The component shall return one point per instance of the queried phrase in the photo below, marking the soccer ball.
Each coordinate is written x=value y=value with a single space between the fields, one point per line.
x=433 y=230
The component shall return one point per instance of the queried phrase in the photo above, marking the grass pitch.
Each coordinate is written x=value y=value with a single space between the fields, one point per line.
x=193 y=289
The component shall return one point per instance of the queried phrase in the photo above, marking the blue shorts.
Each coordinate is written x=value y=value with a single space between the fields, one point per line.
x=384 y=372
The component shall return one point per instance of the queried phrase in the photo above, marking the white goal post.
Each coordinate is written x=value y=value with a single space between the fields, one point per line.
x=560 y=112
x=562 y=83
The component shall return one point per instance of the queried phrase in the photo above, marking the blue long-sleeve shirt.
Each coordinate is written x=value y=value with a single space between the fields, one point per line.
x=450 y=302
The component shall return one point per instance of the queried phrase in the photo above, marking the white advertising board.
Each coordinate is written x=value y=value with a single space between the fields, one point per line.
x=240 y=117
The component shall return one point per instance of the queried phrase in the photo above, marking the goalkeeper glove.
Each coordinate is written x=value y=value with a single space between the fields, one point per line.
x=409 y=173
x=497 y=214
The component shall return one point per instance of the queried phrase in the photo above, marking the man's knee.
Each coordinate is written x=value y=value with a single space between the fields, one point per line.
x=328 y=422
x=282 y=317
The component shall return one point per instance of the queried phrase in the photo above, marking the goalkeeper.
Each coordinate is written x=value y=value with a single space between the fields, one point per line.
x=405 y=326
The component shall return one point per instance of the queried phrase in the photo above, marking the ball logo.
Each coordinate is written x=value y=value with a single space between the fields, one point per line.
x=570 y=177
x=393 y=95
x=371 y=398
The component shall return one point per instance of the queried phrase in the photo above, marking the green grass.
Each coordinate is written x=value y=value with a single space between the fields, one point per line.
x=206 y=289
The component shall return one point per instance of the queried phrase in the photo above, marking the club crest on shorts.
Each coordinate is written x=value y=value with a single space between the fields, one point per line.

+ + + +

[What you should do]
Please rewrite the material from the line with "marking the goalkeeper." to the line with "x=371 y=398", putting "search phrase" wherever "queried phrase" appears and keeping everything else unchanged.

[Task result]
The component shall return one point per instance of the search phrase in the photo above, marking the goalkeeper.
Each coordinate is written x=value y=value with a single space between the fields, one point per line.
x=405 y=326
The component shall return one point per instance of the search phrase in the photo above, marking the ball logo.
Each coordinate is written x=value y=value with a single space between the fields, one point per line.
x=570 y=177
x=393 y=95
x=371 y=398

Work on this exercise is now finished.